### What the task requires
Reproduce all entries word for word.

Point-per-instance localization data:
= Beginning of Section =

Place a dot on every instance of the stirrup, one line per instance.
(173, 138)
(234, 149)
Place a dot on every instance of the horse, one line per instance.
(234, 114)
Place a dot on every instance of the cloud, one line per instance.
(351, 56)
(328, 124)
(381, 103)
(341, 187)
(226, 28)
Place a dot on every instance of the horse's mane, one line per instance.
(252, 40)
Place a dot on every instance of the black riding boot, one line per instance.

= End of Section =

### Result
Place a dot on every instance of the stirrup, one line per instance.
(173, 138)
(234, 149)
Place a dot on every instance of the horse, one line per instance.
(234, 114)
Place a dot on every instance of the cloud, one line per instance.
(351, 56)
(328, 124)
(381, 103)
(341, 187)
(226, 28)
Place a dot on every instance of the horse's mane, one line per instance.
(252, 40)
Place a dot on every instance of the black riding boot, one line per instance.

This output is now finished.